# Document extract:
───
Myoglobin, a protein found in muscle tissue, plays a crucial role, especially in slow-twitch muscle fibres. It is responsible for the storage and transport of oxygen within muscle cells. Myoglobin has a high affinity for oxygen, even higher than that of haemoglobin found in red blood cells. This characteristic allows it to serve as an oxygen reserve in muscle tissue. In slow-twitch fibres, which are adapted for prolonged, aerobic activities, the presence of high levels of myoglobin is vital. It ensures a steady supply of oxygen to the mitochondria, where it is used in the aerobic generation of ATP. The abundance of myoglobin in these fibres is what gives them their characteristic red colour and enables them to sustain prolonged activity without fatigue. Thus, myoglobin is essential for the efficient functioning of slow-twitch fibres during endurance activities, as it enhances their capacity to utilise oxygen for energy production.
───
# Stored data:
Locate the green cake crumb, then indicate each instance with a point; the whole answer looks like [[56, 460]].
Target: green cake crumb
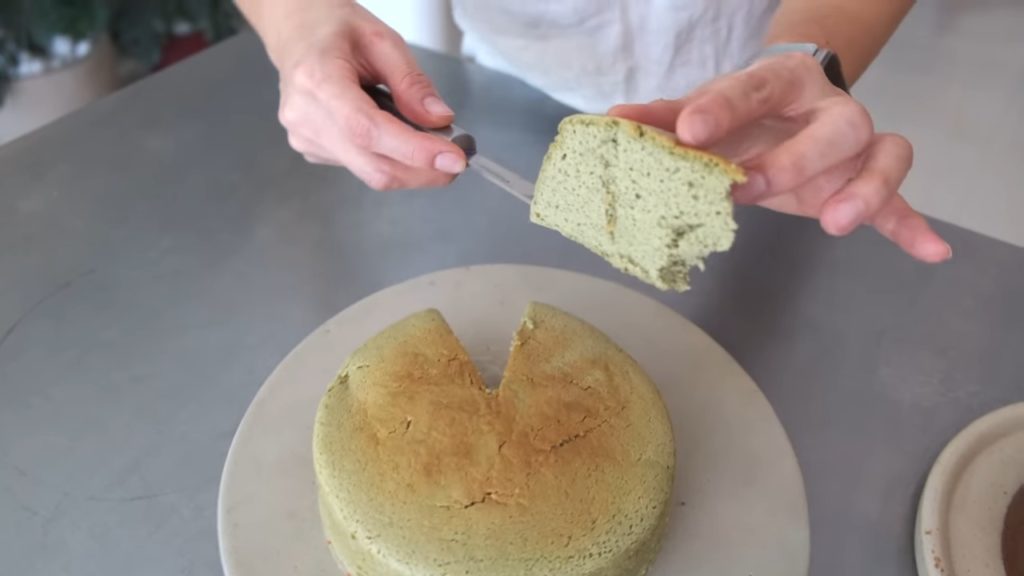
───
# Directions:
Can you reproduce the full myoglobin passage above, word for word?

# Answer to this task:
Myoglobin, a protein found in muscle tissue, plays a crucial role, especially in slow-twitch muscle fibres. It is responsible for the storage and transport of oxygen within muscle cells. Myoglobin has a high affinity for oxygen, even higher than that of haemoglobin found in red blood cells. This characteristic allows it to serve as an oxygen reserve in muscle tissue. In slow-twitch fibres, which are adapted for prolonged, aerobic activities, the presence of high levels of myoglobin is vital. It ensures a steady supply of oxygen to the mitochondria, where it is used in the aerobic generation of ATP. The abundance of myoglobin in these fibres is what gives them their characteristic red colour and enables them to sustain prolonged activity without fatigue. Thus, myoglobin is essential for the efficient functioning of slow-twitch fibres during endurance activities, as it enhances their capacity to utilise oxygen for energy production.